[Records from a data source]
★ ★ ★ ★ ★

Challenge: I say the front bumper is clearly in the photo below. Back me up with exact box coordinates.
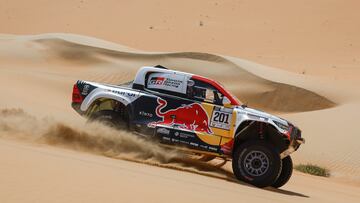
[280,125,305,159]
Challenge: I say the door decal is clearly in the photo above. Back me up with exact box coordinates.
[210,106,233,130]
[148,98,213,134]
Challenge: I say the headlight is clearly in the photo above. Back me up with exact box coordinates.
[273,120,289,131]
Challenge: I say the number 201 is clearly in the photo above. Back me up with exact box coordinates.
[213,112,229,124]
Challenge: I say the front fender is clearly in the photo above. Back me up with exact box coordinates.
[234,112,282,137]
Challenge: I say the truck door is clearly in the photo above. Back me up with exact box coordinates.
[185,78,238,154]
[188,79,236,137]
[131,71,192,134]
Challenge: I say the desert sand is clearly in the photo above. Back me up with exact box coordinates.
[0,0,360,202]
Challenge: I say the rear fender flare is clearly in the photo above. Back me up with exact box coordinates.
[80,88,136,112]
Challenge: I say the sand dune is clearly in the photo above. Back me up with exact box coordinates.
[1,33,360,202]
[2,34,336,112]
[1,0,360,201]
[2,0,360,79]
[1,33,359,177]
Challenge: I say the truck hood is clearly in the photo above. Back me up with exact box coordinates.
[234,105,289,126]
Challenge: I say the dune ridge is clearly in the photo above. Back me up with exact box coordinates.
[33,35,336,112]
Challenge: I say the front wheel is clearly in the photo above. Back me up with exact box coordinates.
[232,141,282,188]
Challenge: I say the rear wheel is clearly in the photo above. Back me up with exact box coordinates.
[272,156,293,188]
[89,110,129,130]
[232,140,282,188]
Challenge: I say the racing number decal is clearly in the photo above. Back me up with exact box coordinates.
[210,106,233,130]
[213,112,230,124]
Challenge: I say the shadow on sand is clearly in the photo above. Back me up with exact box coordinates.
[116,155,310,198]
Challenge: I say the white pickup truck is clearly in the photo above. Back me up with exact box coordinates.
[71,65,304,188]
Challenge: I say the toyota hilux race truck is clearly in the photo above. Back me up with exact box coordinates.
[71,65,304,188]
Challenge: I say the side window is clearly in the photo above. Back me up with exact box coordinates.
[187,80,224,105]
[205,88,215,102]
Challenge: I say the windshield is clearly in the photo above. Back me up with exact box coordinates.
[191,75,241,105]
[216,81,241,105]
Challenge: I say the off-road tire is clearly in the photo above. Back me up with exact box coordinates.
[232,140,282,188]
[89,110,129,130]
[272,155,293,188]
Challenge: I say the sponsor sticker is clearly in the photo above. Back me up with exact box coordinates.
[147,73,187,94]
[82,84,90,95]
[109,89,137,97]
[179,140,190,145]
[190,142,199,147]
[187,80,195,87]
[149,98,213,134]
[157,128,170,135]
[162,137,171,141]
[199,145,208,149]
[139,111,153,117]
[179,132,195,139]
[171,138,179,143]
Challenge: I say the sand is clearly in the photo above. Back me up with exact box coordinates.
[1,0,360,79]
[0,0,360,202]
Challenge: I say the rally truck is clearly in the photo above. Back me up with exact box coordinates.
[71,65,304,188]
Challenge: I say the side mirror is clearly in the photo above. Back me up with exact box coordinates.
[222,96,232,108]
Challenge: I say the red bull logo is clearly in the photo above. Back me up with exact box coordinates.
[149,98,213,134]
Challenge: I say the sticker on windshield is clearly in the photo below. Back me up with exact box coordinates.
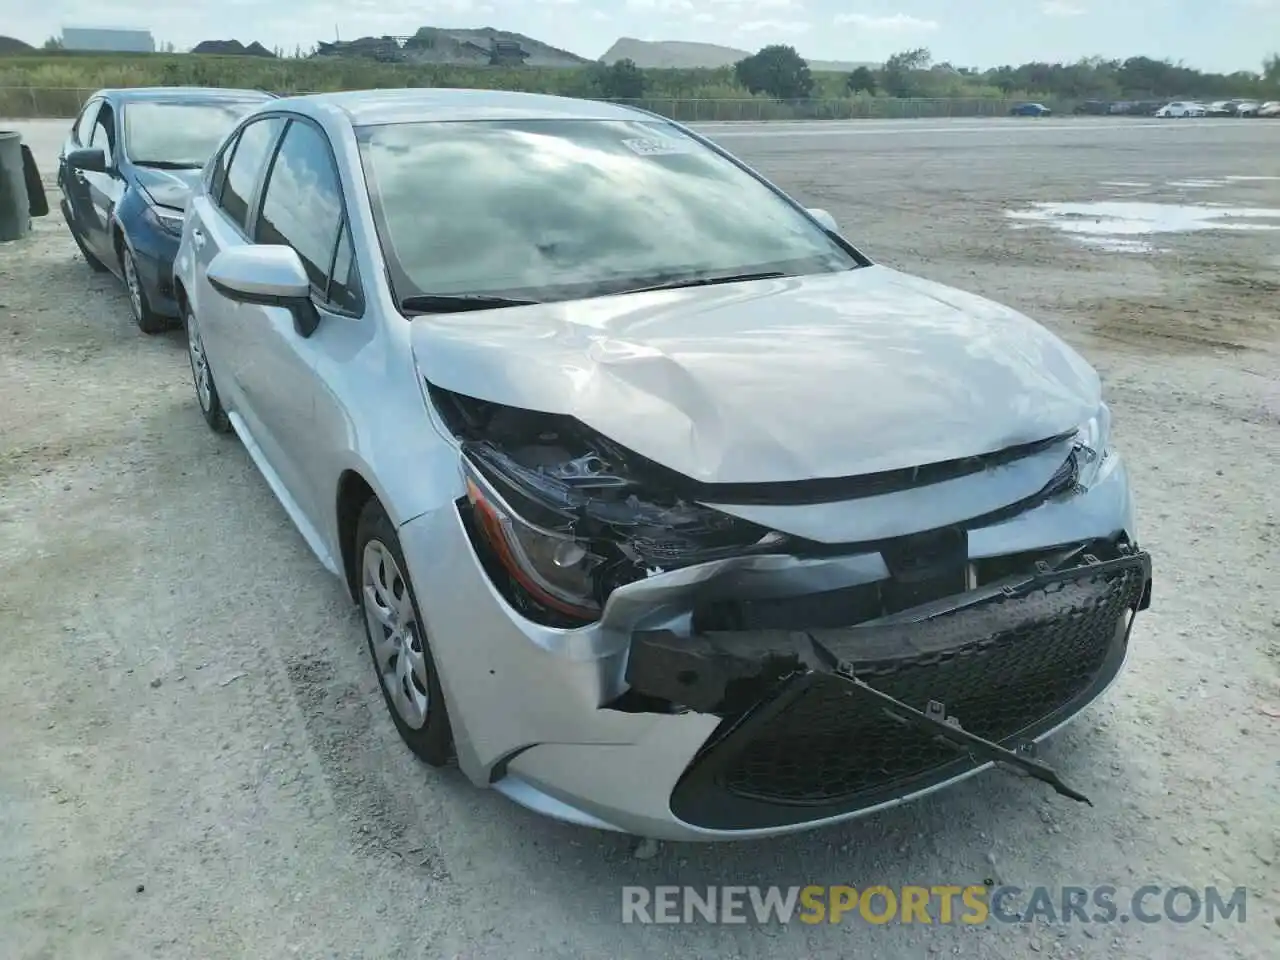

★ ★ ★ ★ ★

ASSIGNMENT:
Your answer must be exactly the lines from the one with "Challenge: I say the side mirror" through the last line of the entries, both included, with no pictures; please add nothing else.

EXPECTED ANSWER:
Challenge: I say the side mirror is clearly in the photo above. Back me up with exact box coordinates.
[222,96,232,108]
Challenge: I say the red bull logo is clearly in the photo above. Back me up with exact box coordinates.
[149,98,213,134]
Challenge: I say the sticker on windshield is clearly in the photo below. Back me up with exact box coordinates.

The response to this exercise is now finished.